**Task instructions:**
A - According to the article on the Disability Resource Center, about how many students currently use its services?
B - Reproduce the part of the article on the Disability Resource Center from "The DRC provides" to "help them most." word for word.

Extract: Begin

By Shannon Hernandez, Sept. 21, 2021
As students transition back to campus this semester, Cal Poly Pomona’s Disability Resource Center has adapted to service the needs of students both remotely and in person.
DRC services, available to any student with a disability, are currently used by about 1,400 students. With the various forms of instruction in the fall semester, the center is emphasizing students taking a lead role in asking for the services which would most benefit them.
Director Tracee Passeggi and Associate Director Ann Loomis oversee the program along with other staff members and have adapted to serve the needs of students in different environments.
“We’re providing our services both in person and online,” said Loomis. “For example, if a student is in a fully online course, we continue to provide our accommodations for that environment. If a student is in an in-person class, we’re providing them the services as well. Students who have online classes can have access to any of our services. Those who have all online classes can still come in person if they want to.”
The DRC provides services to students with disabilities such as test and note-taking accommodations, modified attendance, mobility assistance, real-time captioning and printed text conversion.
Passeggi emphasized that students are encouraged to ask for the services which would help them most.
“I think that our operational processes really lend itself to a student being kind of the driver of their accommodations, so they are able to pick what they want,” said Passeggi. “They never have to talk to a faculty member about it since everything is confidential, so it really is in the hands of the student, and I think that’s really a great thing for students because they never have to step into the DRC; they can utilize our DRC online services. I really think it lends itself to students who may have been apprehensive to utilize DRC services so now they are kind of in control of their accommodations plan.”
Quinn Dougherty, a mechanical engineering student who is in the DRC program, described that initial apprehension.
“It’s intimidating at first to ask for help because I have never done anything like this before,” said Dougherty. “I was a part of the cultural stigma built around asking for help, but after talking to a counselor, it helped ease my anxiety.”

Extract: End
Recorded information: Begin

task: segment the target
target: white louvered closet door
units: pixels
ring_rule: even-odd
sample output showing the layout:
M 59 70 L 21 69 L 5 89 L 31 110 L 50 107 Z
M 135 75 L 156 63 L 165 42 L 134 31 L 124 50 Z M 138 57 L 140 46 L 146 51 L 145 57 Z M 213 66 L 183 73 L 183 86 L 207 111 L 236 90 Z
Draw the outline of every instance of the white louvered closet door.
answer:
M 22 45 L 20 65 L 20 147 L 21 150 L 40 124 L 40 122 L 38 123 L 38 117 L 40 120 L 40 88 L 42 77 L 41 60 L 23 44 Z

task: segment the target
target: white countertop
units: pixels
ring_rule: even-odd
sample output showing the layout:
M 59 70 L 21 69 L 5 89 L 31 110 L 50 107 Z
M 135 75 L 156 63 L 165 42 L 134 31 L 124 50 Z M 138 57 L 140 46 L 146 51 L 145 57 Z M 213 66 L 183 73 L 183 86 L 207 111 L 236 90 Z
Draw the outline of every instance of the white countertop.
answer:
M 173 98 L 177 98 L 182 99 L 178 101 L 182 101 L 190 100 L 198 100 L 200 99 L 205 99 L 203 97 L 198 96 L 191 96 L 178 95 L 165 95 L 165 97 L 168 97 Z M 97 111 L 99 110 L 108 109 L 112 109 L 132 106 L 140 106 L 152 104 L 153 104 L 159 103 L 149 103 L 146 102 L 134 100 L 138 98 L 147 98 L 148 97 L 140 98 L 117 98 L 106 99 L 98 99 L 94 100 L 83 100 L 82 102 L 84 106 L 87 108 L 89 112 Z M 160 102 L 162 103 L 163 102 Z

Recorded information: End

**Answers in order:**
A - About 1,400 students.

B -
The DRC provides services to students with disabilities such as test and note-taking accommodations, modified attendance, mobility assistance, real-time captioning and printed text conversion.
Passeggi emphasized that students are encouraged to ask for the services which would help them most.